Quote each line exactly, from the line that contains "the white baseboard" down to the last line of the listing, and no other lines.

-------------------------

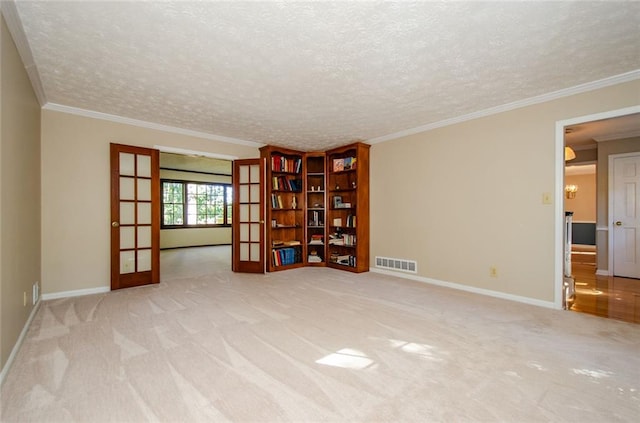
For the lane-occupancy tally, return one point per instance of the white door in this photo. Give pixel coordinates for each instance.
(626, 216)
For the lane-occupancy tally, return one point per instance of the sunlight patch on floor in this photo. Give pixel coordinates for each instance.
(347, 358)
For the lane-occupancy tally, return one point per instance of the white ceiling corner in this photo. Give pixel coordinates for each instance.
(320, 74)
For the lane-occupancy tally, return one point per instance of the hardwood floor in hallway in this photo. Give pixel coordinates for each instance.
(606, 296)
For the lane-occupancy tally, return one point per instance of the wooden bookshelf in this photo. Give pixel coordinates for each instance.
(315, 209)
(284, 208)
(348, 207)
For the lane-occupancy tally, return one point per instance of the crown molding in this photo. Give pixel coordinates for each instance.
(11, 17)
(149, 125)
(589, 86)
(618, 136)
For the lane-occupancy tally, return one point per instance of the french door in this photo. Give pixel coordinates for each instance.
(135, 216)
(248, 216)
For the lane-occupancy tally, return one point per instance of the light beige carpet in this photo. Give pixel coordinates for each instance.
(312, 345)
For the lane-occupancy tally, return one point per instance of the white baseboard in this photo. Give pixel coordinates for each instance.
(481, 291)
(76, 293)
(18, 344)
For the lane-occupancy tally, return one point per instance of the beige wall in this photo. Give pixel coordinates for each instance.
(583, 205)
(462, 198)
(19, 194)
(75, 193)
(605, 149)
(176, 238)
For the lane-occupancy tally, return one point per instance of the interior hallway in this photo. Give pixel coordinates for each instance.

-------------------------

Final answer ->
For the lane-occupancy tally, return one point per instance of the white baseboard in this photo. Give pixel coordinates for each instance.
(481, 291)
(76, 293)
(18, 344)
For the lane-occupancy tally, return one point per instance of the beige wall in this photo. Give pixel coordinates for each instance.
(583, 205)
(462, 198)
(19, 194)
(75, 193)
(605, 149)
(176, 238)
For the lane-occupancy tally, return one point per instance of the interior hallway in this photo. Give pixel coordinates for each instance.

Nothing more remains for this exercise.